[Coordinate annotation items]

::::::

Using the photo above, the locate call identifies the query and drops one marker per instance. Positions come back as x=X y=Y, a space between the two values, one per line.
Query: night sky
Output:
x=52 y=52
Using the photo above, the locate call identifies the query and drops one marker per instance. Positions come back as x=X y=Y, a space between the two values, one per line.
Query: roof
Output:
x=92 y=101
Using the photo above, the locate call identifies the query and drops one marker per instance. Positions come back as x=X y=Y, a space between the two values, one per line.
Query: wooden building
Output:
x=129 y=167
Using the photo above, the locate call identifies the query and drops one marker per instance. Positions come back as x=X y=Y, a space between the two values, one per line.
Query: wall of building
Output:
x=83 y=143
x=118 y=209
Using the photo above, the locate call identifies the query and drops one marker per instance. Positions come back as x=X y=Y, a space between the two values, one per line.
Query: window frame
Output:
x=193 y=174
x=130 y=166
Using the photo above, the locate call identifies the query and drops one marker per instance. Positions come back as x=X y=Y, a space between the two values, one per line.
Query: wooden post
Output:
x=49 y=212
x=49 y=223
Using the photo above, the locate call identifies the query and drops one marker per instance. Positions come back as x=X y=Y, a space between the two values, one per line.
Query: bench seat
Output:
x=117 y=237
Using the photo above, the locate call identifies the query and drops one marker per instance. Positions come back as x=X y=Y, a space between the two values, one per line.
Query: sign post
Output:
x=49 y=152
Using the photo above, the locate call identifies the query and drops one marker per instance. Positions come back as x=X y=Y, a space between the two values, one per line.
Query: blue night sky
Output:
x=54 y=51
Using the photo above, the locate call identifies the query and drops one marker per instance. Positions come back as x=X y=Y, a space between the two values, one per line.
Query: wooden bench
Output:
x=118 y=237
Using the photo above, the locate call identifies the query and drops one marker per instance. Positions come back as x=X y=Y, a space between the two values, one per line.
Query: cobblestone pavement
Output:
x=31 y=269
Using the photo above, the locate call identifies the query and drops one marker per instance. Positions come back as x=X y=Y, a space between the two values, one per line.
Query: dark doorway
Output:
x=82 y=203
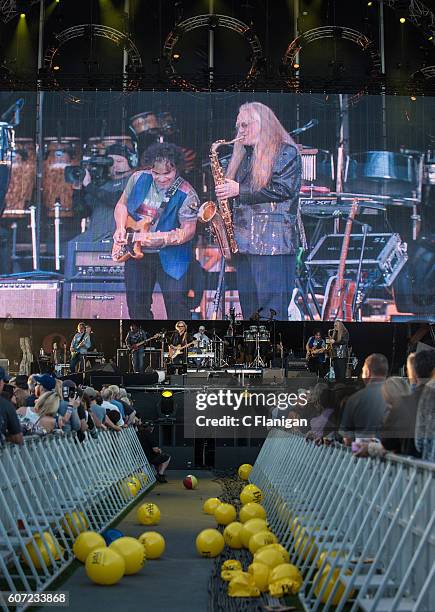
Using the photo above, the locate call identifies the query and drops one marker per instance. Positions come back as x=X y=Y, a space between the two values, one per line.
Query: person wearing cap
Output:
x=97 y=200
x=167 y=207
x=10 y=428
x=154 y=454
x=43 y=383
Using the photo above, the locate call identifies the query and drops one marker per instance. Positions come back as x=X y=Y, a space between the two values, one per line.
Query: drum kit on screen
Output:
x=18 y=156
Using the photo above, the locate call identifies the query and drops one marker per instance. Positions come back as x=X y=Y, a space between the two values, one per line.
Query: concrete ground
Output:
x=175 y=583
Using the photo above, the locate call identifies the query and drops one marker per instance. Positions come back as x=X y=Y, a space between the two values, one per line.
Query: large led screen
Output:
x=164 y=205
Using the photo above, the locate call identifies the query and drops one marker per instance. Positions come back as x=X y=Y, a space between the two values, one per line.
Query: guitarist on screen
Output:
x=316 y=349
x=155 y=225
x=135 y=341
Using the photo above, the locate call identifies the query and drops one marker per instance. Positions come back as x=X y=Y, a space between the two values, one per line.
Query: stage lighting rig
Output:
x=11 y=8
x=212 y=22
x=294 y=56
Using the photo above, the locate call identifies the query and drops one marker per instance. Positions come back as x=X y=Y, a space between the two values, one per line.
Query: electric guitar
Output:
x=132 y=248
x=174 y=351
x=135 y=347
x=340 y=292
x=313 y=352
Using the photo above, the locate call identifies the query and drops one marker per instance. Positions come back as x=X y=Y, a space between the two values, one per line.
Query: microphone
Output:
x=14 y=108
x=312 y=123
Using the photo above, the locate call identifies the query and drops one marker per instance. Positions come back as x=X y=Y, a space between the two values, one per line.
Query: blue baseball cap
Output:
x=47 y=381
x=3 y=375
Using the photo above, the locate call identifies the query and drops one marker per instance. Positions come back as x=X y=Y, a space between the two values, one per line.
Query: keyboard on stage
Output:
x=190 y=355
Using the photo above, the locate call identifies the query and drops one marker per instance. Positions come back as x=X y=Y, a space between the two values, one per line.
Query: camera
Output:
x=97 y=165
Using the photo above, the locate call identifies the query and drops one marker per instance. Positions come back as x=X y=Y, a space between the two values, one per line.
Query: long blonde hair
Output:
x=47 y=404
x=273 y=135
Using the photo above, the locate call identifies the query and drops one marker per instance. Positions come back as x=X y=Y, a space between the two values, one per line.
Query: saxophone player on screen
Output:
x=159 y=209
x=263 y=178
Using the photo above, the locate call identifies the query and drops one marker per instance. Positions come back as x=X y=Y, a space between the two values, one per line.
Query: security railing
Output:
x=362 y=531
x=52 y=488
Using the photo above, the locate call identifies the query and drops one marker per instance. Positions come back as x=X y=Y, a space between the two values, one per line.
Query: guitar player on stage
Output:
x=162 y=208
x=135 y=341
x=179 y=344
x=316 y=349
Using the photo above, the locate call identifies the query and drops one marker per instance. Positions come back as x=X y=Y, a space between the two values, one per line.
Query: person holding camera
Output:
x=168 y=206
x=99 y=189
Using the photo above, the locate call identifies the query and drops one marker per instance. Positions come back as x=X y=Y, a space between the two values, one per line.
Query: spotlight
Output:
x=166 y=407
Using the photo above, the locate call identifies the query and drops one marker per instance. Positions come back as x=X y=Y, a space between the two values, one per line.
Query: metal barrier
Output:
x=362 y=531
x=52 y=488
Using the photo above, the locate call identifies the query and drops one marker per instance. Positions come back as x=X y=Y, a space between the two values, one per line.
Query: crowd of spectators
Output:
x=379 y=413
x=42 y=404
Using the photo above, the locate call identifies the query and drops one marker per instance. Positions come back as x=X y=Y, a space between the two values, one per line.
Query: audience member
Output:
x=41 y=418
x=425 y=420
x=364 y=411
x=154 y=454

::::::

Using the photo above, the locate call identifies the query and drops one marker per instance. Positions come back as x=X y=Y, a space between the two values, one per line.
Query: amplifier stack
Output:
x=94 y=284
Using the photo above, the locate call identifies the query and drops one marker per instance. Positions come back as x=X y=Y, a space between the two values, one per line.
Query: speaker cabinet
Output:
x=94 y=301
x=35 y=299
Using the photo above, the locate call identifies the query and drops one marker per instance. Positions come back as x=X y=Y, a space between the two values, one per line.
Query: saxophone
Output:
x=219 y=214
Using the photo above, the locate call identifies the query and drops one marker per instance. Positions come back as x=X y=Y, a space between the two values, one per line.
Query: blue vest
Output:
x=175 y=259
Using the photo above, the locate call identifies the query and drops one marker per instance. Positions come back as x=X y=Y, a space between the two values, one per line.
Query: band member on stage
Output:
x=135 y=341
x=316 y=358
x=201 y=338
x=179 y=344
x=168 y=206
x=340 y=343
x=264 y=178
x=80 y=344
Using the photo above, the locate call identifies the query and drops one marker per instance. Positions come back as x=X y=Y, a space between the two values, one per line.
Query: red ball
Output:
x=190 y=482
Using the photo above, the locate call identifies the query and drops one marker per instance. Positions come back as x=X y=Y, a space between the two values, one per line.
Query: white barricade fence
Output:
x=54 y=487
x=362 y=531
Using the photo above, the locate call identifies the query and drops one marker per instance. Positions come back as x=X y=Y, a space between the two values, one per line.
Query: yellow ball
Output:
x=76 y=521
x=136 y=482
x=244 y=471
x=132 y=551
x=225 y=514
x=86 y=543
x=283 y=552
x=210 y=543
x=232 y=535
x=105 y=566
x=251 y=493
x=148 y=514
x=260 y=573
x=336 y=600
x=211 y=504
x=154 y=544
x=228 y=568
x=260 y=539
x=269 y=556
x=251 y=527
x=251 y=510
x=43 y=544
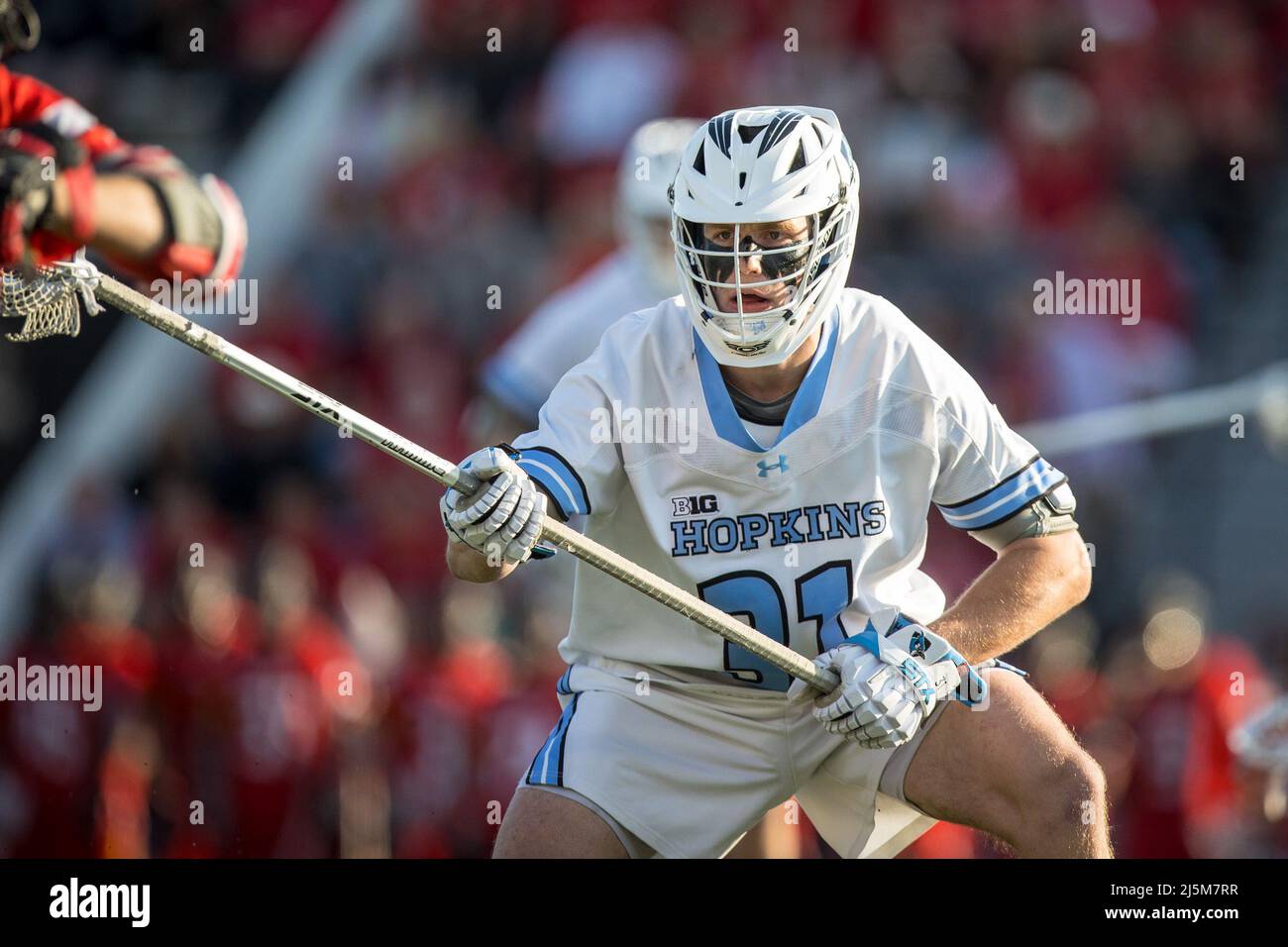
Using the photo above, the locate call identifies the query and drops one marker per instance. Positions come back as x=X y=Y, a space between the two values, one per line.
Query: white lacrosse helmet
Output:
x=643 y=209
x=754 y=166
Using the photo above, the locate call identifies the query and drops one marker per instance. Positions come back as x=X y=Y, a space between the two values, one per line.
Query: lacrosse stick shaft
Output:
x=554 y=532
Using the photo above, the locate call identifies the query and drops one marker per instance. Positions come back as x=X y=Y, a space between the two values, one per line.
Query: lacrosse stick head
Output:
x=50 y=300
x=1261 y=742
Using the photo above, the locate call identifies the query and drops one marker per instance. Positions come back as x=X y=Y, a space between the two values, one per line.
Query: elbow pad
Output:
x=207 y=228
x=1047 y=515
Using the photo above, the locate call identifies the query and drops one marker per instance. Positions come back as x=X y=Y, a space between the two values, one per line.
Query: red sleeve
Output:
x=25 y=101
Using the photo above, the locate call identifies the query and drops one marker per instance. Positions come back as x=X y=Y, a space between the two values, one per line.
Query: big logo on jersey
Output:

::::::

Filter the items above, keeping every line that contains the string "blue". Matching is case-sensitive.

Exercise solution:
Query: blue night sky
Query: blue baseball cap
Query: blue vest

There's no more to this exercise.